**SOURCE DOCUMENT:**

Affirmation of Maine’s credit ratings come as other states struggle to mitigate the economic impacts of COVID-19
Governor Janet Mills and State Treasurer Henry Beck announced today that Moody’s Investors Service and S&P Global Ratings, global companies that analyze and issue reports of credit worthiness, have affirmed their strong credit ratings and stable outlooks on the State of Maine’s general obligation debt. Moody’s affirmed both their Aa2 rating and stable outlook while S&P affirmed their AA rating and stable outlook.
In its affirmation, S&P praised Maine’s “active budget management” and the State’s “steady progress in strengthening its reserve profile” while noting that the State’s cash pool is “very good.” Moody’s stated that Maine has a “strong financial position with adherence to governance best practices.” The affirmation of Maine’s ratings comes as at least 22 states’ ratings and outlooks have been downgraded (PDF) amid the economic impacts of the COVID-19 pandemic.
“Our Administration’s prudent fiscal management during the pandemic, coupled with Federal support and the efforts of Maine people, has sustained revenues, ensured the continuation of programs and services so important to Maine people, and allowed us to keep pace with our obligations, all while giving money back to the taxpayers through revenue sharing, tax fairness credits for property taxpayers, and relief for those hardest hit by the pandemic,” said Governor Janet Mills. “These stable ratings demonstrate that Maine is in a solid financial position, our economy is recovering, and our state is a worthy investment.”
“I am pleased to report these stable ratings and that S&P recognized the strength of the Treasurer’s Cash Pool, which we have carefully managed during this turbulent time,” said Henry Beck, Maine State Treasurer. “Our finances are healthy because of decisions by Governor Mills and the Legislature, bold federal investment, and the hard work and innovation by Maine people and businesses that makes Maine’s economy run.”
In May 2020, amid the pandemic, Moody’s and S&P both reaffirmed Maine’s stable bond ratings, praising at the time Maine's adherence to governance best practices and writing that “Maine’s active budget management and good reserve profile will help the state to navigate through the economic uncertainty and stresses brought on by the COVID-19 pandemic.”
Last month, Maine’s nonpartisan Revenue Forecasting Committee upgraded the State’s General Fund revenue forecast (PDF) to a level surpassing the amount of revenue that had been forecasted prior to the onset of the pandemic.
Additionally, despite the impacts of COVID-19, the Budget Stabilization or “Rainy Day” Fund has grown under Governor Mills’ tenure by more than $50 million, to a record high of $267.9 million. Governor Mills has proposed depositing another $52 million into the Fund, which, if approved, would grow the Fund to $319.9 million, an increase of more than $111 million during her tenure.
“Today’s positive ratings are a testament to this Administration’s disciplined budgeting approach and the impact of Federal relief,” said Kirsten Figueroa, Commissioner for the Department of Administrative & Financial Services. “Coupled with low interest rates, Maine is financially well positioned to undertake a bond offering.”
Treasurer Beck, Commissioner Figueroa, the State Economist, and other members of the Executive Branch presented to Moody's and S&P via telephone on May 18, 2021. State Treasurer Henry Beck intends to conduct a bond sale in June of 2021 that will fund approximately $117 million in voter-approved projects.
Initiatives benefiting from the bond sale include ports, harbors, marine transport, aviation, freight, rail, transit and pedestrian/bicycle trails; high speed internet infrastructure for unserved and underserved areas; the University of Maine System, DEP competitive grant program to upgrade municipal culverts at stream crossings; highway and bridge projects; and the University of Maine System and Maine Community College System.

**TASK INSTRUCTIONS:**
1. Answer these questions from the Maine credit ratings release.
(a) What rating did Moody's affirm for Maine's general obligation debt?
(b) What record high has the Budget Stabilization Fund reached?
(c) On what date did state officials present to Moody's and S&P by telephone?
2. Copy word for word the part of the Maine credit ratings release from "Treasurer Beck, Commissioner" to "in voter-approved projects.".
The listing that comes next is taken from a separate source.

**DATA FOR REVIEW:**
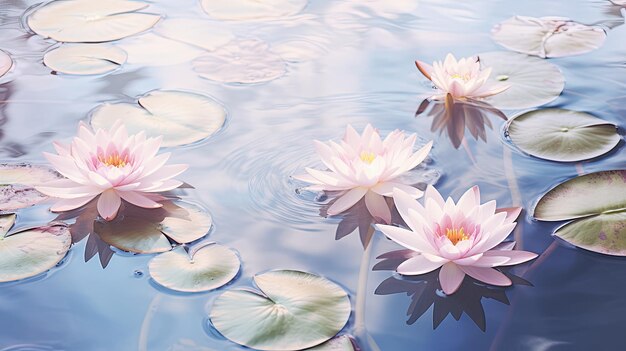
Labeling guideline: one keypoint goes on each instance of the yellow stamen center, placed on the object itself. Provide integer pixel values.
(368, 157)
(114, 160)
(456, 235)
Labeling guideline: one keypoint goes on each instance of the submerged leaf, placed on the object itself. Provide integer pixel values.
(5, 63)
(251, 9)
(547, 36)
(597, 203)
(562, 135)
(533, 81)
(84, 59)
(294, 310)
(180, 117)
(17, 185)
(241, 61)
(211, 267)
(90, 21)
(31, 252)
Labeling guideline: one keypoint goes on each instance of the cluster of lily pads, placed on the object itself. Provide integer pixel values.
(119, 194)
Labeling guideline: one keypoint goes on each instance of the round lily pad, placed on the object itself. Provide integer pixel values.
(31, 252)
(17, 185)
(139, 233)
(547, 36)
(84, 59)
(180, 117)
(533, 81)
(241, 61)
(292, 311)
(209, 268)
(91, 21)
(5, 63)
(597, 204)
(562, 135)
(252, 9)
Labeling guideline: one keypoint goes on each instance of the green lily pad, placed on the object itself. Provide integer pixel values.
(292, 311)
(241, 61)
(597, 204)
(604, 233)
(562, 135)
(208, 268)
(533, 81)
(340, 343)
(30, 252)
(584, 196)
(90, 21)
(5, 63)
(17, 185)
(85, 59)
(252, 9)
(180, 117)
(547, 36)
(139, 233)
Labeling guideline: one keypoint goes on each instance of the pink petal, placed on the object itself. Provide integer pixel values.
(514, 256)
(70, 204)
(377, 206)
(108, 204)
(487, 275)
(450, 278)
(418, 265)
(347, 200)
(138, 199)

**SOLUTIONS TO EACH TASK:**
1.
(a) Aa2
(b) $267.9 million
(c) May 18, 2021

2.
Treasurer Beck, Commissioner Figueroa, the State Economist, and other members of the Executive Branch presented to Moody's and S&P via telephone on May 18, 2021. State Treasurer Henry Beck intends to conduct a bond sale in June of 2021 that will fund approximately $117 million in voter-approved projects.